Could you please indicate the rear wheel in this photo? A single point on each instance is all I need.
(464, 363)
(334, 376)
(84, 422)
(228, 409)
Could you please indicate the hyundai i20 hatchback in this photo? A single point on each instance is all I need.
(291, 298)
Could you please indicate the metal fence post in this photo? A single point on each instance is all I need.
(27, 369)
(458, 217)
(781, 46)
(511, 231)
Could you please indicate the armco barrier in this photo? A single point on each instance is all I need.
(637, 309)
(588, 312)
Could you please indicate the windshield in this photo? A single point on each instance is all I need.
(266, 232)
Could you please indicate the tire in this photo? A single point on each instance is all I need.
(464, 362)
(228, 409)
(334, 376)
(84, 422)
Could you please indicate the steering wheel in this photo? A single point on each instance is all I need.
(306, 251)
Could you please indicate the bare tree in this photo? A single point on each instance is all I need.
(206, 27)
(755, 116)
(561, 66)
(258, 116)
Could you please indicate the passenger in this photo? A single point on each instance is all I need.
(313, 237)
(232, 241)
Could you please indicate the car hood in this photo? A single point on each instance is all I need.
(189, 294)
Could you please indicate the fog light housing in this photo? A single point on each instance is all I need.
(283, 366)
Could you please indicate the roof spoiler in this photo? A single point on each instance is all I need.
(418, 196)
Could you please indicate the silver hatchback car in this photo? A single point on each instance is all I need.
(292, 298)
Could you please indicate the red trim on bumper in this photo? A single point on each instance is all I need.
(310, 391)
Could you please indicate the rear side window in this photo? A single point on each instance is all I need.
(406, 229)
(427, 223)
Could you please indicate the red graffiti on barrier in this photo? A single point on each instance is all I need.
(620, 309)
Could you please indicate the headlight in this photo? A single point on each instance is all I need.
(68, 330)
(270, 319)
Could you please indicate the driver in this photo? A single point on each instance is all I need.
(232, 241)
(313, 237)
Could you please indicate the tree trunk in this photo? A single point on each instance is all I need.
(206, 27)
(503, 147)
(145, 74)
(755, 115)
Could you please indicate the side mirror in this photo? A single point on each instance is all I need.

^^^^^^^^

BRIEF:
Write out all of the data above again, switching every "photo" to "image" and changing nothing else.

SOLUTION FOR THIS TASK:
Could you please indicate the rear wheel in this image? A single point on each instance is all I need.
(464, 363)
(334, 376)
(84, 422)
(228, 409)
Could you please indicate the hyundai i20 hatchback in this image? A single point on each instance is all I need.
(291, 298)
Could you please indicate the metal fence post in this image? A single point on each instance is all I need.
(27, 369)
(458, 217)
(781, 46)
(511, 231)
Could you please indicate the armco barrier in this image? A single point on each instance is all I need.
(637, 309)
(588, 312)
Could you please indicate the windshield in this image? A single point on each instance is all I need.
(266, 232)
Could you please indicate the tire in this image? A single point on each instance is all I need.
(464, 362)
(228, 409)
(334, 376)
(84, 422)
Could you please indicate the steering wheel in this image? A single point on each instance is all I need.
(306, 251)
Could you please indicate the bare tree in this image? A single point on each instance is all I need.
(206, 27)
(755, 116)
(561, 66)
(258, 116)
Could you please indicate the passenger in this image? A single point on each instance is all I need.
(313, 237)
(232, 241)
Could you please indicate the car hood in this image? A single point on each instance is all I need.
(189, 294)
Could you please indicate the fog light housing in this image? A single point on each instance is all I need.
(283, 366)
Could you please indicate the roof spoiler in this image? A single point on each instance is all I need.
(418, 196)
Could you please indicate the silver hatchback car in this image? A single point on each instance is all I need.
(292, 298)
Could you please indicate the red trim on bumper in this image? A single point on each instance is all I need.
(310, 391)
Could you please indicate the rear side window in this image? A single point on each instance is all I need.
(406, 229)
(427, 223)
Could you please indicate the red graffiti on barrier in this image? A single point on each instance is all I need.
(620, 309)
Could you please indicate the headlight in this image? A single point on each instance is all I need.
(68, 330)
(270, 319)
Could you please indicate the driver in this image? A single point on each instance is all I need.
(232, 241)
(313, 237)
Could you please indicate the tree trunk in this image? A single point on each instance is all I need.
(206, 27)
(503, 147)
(145, 74)
(755, 115)
Could you please indicate the side mirror in this image? A single point on each instance is all I need.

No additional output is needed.